■ AUSGEWÄHLTER AUSZUG ■
Zusammenfassend empfehle ich:

 "Support your local bike store"


----------



## clemson (26. August 2004)

@phil


----------



## Catsoft (26. August 2004)

@ schlappmacher: extrem lecker


----------



## schlappmacher (26. August 2004)

Servus und Danke für Euer Feedback! Will meine Entscheidung zur Bremse nicht breit diskutieren; aber ich mag keine Bremsflüssigkeit verwenden und die Erfahrungen im Freundeskreis sind eindeutig pro Shimano. Gibt halt unterschiedliche Meinungen und Erfahrungen.

Keine Angst, ich werd kein Dual Control dranschrauben 

Das Preis-Angebot von Alpha Bikes, auch wenn der Rahmen ein Super-Angebot war, ist de facto sogar besser als alle Internet-Shop-Angebote - die zahlreichen Vorteile eines lokalen Händlers nicht zu erwähnen. Die Beratung war gut. 

Ansonsten hat Phil alles gesagt. Danke nochmals für Dein Engagement!

Schlappmacher


----------



## Ronja (26. August 2004)

■ DATENEINTRÄGE ■
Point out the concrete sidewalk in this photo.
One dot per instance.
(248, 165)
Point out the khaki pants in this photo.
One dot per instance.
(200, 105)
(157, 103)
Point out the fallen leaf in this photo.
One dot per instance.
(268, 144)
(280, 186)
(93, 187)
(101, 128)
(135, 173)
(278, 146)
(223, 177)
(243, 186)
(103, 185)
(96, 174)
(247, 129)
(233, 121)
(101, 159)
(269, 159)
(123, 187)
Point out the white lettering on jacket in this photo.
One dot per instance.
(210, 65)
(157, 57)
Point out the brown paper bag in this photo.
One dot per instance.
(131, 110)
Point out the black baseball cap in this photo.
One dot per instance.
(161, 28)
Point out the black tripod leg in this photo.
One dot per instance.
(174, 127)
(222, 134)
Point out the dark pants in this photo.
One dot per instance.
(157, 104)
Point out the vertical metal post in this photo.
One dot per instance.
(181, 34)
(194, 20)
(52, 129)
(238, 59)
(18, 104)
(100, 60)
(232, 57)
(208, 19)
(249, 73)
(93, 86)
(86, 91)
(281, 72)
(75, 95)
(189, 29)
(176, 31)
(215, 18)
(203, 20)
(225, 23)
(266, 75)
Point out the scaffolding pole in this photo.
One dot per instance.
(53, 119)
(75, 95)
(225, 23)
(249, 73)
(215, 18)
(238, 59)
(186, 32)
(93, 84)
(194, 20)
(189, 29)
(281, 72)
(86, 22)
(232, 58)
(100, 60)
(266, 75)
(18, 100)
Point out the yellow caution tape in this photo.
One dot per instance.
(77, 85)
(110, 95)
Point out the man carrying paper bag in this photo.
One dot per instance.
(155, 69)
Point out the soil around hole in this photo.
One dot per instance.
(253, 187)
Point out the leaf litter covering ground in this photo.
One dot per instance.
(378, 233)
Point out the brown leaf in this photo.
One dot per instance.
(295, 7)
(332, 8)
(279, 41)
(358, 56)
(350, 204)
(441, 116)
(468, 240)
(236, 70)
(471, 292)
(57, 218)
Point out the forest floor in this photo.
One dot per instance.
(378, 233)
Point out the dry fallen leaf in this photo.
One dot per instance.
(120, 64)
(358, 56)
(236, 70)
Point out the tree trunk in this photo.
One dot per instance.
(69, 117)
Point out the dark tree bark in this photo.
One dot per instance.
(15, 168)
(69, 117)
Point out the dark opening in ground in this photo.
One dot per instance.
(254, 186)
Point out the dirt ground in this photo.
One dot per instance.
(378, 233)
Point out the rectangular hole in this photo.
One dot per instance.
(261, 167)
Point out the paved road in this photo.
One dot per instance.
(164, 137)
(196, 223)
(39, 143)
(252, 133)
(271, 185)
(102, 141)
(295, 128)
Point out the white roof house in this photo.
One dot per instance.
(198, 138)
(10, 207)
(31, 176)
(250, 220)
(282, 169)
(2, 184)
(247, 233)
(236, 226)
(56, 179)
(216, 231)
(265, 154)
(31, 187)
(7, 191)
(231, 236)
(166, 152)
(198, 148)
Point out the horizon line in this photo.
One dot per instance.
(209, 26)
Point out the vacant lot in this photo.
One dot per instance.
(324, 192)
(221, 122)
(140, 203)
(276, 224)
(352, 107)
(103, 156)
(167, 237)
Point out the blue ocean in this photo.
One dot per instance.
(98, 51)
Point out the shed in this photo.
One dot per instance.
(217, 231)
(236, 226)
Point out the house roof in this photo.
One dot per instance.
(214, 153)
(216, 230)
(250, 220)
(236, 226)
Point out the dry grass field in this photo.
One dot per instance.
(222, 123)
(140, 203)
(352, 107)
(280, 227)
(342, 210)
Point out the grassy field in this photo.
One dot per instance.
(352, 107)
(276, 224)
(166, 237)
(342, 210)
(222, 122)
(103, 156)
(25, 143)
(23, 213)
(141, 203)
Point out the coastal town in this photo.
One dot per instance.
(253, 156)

■ AUFGABENSTELLUNG ■
Übertragen Sie aus dem Forumsauszug zum Fahrradkauf alles von „Das Preis-Angebot von“ bis hinab zu „Beratung war gut.“ wortgetreu.

■ SCHRIFTLICHE ANTWORT ■
Das Preis-Angebot von Alpha Bikes, auch wenn der Rahmen ein Super-Angebot war, ist de facto sogar besser als alle Internet-Shop-Angebote - die zahlreichen Vorteile eines lokalen Händlers nicht zu erwähnen. Die Beratung war gut.